**YOUR OBJECTIVE:**
If "helmet" shows up in a line of the material, return that line.

**DATA FOR THIS TASK:**
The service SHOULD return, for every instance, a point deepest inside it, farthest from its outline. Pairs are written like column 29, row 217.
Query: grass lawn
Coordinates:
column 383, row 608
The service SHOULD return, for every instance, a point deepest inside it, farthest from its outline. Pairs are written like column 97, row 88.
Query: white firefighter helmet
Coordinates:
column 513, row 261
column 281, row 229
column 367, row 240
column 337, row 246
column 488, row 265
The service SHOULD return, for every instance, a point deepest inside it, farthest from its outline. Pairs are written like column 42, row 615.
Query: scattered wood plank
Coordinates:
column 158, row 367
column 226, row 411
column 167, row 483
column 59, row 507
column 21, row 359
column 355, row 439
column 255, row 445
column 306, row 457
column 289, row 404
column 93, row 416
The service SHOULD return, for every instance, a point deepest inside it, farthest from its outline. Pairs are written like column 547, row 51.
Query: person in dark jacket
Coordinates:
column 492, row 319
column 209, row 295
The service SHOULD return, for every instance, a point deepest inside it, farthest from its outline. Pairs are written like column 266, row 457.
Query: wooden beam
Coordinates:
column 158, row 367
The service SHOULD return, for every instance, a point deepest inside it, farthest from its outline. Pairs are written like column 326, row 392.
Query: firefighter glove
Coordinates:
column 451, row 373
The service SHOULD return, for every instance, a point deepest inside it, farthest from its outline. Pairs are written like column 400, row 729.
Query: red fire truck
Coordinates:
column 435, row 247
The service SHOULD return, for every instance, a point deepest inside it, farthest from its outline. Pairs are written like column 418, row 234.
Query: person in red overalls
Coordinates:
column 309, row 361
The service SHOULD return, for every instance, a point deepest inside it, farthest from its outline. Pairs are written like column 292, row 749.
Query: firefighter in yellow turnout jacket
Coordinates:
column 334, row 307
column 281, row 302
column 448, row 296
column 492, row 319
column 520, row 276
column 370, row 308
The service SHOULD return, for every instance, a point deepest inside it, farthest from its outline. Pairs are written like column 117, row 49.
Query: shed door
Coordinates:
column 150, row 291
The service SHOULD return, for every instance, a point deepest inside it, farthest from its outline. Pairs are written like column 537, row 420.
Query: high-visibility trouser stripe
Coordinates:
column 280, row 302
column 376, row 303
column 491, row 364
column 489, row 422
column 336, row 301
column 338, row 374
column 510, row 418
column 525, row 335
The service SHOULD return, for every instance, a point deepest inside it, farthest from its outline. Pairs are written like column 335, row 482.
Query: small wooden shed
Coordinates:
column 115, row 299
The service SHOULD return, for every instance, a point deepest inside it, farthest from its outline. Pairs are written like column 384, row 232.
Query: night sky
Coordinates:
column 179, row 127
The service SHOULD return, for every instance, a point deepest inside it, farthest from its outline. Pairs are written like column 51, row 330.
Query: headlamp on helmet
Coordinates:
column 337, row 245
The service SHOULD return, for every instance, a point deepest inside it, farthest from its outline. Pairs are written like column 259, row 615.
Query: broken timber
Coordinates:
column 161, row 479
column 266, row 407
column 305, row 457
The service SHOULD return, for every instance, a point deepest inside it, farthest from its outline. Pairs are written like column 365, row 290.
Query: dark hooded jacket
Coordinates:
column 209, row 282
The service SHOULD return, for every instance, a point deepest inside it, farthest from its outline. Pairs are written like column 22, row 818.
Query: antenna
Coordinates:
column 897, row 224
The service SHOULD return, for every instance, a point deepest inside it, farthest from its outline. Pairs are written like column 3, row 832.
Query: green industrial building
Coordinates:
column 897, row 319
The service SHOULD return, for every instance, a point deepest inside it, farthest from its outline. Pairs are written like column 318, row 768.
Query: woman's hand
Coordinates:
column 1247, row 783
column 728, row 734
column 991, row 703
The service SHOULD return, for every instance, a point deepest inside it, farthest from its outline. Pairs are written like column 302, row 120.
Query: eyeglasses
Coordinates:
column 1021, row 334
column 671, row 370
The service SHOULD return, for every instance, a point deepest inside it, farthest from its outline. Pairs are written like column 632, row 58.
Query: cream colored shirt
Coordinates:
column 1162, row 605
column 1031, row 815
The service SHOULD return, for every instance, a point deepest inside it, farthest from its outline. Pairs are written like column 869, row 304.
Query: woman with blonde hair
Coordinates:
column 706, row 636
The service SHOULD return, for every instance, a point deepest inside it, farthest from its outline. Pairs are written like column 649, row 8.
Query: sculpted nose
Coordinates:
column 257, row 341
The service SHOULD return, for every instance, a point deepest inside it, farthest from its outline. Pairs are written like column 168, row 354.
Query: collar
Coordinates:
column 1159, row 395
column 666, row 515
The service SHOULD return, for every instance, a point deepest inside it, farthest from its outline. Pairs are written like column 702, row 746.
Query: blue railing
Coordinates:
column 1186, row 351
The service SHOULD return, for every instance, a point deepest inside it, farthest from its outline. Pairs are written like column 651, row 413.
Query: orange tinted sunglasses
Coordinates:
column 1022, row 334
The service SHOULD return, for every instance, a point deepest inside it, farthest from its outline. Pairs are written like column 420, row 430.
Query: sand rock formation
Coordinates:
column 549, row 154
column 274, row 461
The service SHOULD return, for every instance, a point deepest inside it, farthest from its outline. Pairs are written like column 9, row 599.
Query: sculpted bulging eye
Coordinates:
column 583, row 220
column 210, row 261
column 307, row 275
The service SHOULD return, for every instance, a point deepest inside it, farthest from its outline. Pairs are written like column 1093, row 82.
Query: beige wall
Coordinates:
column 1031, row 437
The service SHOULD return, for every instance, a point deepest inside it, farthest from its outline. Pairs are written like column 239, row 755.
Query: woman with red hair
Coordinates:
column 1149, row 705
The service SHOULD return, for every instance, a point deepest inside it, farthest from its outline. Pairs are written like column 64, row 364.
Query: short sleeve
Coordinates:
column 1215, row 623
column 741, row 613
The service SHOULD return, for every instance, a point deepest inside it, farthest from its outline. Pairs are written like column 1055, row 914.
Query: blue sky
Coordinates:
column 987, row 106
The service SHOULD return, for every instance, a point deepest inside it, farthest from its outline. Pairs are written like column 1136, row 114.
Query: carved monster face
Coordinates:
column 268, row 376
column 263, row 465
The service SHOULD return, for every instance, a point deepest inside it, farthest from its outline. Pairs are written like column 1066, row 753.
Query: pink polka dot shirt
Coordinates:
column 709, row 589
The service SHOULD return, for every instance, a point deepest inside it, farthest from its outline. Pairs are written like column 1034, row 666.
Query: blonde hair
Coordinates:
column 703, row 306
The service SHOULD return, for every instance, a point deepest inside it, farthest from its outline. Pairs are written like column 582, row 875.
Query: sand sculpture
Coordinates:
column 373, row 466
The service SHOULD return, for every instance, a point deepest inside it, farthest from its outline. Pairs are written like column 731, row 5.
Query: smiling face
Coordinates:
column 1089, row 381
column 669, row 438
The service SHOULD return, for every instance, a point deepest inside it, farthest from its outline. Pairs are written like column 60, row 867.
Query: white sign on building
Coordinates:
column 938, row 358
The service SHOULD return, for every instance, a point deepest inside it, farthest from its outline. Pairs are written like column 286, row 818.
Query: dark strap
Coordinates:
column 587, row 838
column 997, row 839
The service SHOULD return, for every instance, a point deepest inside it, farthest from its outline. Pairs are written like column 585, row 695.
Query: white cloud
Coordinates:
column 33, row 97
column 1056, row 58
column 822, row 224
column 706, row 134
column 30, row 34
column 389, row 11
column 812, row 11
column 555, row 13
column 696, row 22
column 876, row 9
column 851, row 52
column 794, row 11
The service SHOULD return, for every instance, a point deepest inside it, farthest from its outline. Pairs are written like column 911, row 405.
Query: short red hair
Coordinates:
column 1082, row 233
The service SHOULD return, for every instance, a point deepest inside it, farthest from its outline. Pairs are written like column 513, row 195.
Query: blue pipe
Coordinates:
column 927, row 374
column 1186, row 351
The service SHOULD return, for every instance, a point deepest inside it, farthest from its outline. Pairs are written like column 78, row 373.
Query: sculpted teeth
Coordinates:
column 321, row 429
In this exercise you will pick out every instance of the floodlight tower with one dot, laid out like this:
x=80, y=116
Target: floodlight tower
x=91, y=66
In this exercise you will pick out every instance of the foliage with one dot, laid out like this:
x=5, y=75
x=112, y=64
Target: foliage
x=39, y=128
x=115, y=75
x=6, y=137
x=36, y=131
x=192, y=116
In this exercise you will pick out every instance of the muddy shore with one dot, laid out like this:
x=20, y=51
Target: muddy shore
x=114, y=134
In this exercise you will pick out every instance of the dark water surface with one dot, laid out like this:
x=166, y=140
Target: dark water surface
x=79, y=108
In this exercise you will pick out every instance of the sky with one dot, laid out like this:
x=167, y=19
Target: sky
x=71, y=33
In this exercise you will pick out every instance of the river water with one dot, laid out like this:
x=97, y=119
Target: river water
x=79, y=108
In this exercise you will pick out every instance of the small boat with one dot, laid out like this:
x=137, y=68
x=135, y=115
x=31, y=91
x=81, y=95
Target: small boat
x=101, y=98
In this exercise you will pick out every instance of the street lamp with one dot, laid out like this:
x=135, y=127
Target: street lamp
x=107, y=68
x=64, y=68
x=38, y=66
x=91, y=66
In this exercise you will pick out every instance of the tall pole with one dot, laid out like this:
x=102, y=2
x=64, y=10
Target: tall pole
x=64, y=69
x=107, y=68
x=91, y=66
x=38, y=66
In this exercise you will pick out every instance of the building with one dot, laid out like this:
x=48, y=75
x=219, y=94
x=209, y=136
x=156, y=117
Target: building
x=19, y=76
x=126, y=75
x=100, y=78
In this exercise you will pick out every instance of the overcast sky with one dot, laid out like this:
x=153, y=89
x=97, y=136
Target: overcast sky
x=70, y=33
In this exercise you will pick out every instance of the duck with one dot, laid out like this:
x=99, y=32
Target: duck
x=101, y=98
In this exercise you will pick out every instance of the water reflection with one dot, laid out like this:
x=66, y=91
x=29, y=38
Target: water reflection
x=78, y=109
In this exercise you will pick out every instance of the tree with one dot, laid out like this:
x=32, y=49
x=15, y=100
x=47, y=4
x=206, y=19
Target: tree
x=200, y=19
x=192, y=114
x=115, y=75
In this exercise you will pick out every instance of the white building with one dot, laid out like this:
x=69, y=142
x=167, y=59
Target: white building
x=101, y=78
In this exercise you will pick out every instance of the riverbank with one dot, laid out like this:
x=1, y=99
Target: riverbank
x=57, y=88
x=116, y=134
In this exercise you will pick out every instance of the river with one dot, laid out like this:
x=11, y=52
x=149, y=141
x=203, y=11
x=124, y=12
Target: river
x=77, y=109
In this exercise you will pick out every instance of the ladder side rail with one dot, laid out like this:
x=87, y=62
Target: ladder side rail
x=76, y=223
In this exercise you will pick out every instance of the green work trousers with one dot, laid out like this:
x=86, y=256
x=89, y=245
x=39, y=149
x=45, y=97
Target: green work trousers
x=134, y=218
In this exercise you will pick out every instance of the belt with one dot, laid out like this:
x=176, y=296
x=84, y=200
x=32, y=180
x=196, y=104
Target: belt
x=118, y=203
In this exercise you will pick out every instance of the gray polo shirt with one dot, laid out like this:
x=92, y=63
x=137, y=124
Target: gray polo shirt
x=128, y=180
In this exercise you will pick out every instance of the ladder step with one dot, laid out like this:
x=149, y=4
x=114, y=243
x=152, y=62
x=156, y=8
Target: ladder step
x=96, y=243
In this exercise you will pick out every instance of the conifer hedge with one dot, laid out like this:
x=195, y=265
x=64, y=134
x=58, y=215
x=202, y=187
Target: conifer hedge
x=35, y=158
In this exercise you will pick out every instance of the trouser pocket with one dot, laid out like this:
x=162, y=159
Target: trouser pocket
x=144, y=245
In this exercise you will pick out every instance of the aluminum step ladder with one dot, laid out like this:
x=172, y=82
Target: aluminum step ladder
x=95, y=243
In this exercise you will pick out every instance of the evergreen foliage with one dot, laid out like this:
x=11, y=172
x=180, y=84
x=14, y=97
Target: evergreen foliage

**ANSWER AREA:**
Query: white firefighter helmet
Query: headlamp on helmet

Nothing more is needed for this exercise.